TASK INSTRUCTIONS
Count the lines in the entries below that contain the string "black", where case matters. Reply with the number only.

━━━ DATA SHOWN ━━━

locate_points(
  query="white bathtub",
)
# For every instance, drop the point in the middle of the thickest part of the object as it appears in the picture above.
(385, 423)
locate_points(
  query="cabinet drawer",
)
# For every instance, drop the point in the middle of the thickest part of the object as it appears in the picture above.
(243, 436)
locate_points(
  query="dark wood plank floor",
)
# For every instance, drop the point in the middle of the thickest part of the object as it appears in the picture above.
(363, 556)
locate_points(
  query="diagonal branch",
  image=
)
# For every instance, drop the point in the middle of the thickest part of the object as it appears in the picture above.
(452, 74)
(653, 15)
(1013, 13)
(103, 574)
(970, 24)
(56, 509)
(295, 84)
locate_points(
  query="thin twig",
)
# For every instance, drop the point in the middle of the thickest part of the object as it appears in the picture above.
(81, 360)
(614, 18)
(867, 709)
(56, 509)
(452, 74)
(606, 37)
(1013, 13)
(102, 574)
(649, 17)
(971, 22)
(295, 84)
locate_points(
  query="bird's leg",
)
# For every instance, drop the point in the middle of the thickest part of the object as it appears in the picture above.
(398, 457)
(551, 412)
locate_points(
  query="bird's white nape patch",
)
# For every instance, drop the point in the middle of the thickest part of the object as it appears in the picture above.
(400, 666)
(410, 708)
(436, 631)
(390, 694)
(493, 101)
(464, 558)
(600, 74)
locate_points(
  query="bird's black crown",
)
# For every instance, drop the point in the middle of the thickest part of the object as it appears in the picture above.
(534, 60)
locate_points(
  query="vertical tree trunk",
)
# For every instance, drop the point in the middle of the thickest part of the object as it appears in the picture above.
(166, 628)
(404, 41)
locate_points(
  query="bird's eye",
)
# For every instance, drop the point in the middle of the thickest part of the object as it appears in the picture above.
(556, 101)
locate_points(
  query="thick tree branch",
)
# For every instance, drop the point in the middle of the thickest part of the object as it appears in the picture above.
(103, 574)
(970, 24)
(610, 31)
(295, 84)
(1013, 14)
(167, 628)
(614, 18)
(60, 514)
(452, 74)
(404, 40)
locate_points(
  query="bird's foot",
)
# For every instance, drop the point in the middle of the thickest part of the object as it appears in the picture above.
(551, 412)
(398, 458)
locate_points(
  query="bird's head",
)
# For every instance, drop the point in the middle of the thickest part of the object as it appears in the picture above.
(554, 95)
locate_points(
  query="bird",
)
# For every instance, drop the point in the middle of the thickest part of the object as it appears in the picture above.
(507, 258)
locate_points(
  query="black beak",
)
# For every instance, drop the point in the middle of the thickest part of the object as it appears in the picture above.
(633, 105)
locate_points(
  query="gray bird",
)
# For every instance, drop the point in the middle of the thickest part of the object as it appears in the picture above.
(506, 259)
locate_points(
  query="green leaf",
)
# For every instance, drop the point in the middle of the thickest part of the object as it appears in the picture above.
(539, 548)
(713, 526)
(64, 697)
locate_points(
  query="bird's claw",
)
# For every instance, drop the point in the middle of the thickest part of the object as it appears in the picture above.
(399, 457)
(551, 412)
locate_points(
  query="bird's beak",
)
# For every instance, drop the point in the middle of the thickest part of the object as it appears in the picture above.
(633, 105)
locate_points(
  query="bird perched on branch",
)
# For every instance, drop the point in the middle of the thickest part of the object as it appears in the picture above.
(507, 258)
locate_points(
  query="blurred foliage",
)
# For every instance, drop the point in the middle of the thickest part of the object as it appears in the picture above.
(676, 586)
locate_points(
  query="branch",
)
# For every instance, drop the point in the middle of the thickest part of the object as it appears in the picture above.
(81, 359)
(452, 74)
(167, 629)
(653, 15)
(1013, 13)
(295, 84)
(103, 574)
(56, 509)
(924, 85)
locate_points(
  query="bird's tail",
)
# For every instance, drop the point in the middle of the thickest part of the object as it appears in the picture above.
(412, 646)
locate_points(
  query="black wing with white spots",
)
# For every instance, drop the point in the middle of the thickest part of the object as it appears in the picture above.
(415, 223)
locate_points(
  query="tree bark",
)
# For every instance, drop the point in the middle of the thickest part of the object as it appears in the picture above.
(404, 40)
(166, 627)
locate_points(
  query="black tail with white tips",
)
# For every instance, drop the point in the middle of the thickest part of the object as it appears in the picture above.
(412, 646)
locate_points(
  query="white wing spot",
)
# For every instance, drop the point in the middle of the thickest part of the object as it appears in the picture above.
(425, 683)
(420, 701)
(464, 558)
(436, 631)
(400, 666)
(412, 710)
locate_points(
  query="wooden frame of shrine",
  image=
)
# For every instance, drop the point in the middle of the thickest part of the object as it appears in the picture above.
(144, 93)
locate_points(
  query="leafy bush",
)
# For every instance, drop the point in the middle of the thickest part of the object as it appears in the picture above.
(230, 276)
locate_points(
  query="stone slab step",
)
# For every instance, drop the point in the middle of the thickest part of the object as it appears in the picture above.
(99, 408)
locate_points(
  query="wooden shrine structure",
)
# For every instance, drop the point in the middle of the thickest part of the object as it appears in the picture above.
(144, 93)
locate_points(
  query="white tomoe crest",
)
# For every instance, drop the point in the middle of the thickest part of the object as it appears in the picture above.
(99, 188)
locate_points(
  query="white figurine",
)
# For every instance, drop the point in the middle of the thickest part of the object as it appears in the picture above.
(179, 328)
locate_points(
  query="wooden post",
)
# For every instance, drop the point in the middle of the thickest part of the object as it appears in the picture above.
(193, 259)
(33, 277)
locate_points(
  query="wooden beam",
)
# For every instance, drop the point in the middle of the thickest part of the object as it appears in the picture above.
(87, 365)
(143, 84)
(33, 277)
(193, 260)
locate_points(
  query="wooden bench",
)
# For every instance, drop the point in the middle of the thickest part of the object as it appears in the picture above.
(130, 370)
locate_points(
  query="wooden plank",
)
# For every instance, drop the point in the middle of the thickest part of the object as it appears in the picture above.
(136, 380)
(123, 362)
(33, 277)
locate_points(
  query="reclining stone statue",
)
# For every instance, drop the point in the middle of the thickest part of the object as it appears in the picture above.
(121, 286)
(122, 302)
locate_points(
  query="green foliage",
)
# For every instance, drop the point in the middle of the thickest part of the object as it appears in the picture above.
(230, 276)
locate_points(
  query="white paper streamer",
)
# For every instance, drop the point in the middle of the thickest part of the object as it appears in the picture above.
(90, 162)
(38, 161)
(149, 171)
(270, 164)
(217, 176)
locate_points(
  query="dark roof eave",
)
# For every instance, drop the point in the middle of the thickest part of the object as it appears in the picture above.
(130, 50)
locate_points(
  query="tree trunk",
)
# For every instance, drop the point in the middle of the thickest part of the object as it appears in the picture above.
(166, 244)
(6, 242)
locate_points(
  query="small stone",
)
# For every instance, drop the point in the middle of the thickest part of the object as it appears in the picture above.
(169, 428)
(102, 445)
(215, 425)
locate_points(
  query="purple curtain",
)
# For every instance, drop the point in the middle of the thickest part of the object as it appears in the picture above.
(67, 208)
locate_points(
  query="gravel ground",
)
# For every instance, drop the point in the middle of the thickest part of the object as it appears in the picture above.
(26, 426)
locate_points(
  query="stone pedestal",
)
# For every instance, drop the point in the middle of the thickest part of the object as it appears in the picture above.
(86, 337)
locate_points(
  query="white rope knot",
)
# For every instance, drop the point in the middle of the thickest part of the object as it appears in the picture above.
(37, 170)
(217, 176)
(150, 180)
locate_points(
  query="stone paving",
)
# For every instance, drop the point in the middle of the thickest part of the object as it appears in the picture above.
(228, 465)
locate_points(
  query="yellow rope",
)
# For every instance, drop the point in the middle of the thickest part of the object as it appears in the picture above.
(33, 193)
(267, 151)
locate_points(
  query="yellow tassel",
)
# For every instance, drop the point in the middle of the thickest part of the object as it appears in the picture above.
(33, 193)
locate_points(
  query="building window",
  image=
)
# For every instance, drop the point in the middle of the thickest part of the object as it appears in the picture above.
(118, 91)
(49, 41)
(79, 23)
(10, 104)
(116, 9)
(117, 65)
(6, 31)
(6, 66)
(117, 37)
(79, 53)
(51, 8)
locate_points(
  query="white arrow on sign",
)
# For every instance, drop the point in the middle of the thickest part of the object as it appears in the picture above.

━━━

CORRECT OUTPUT
4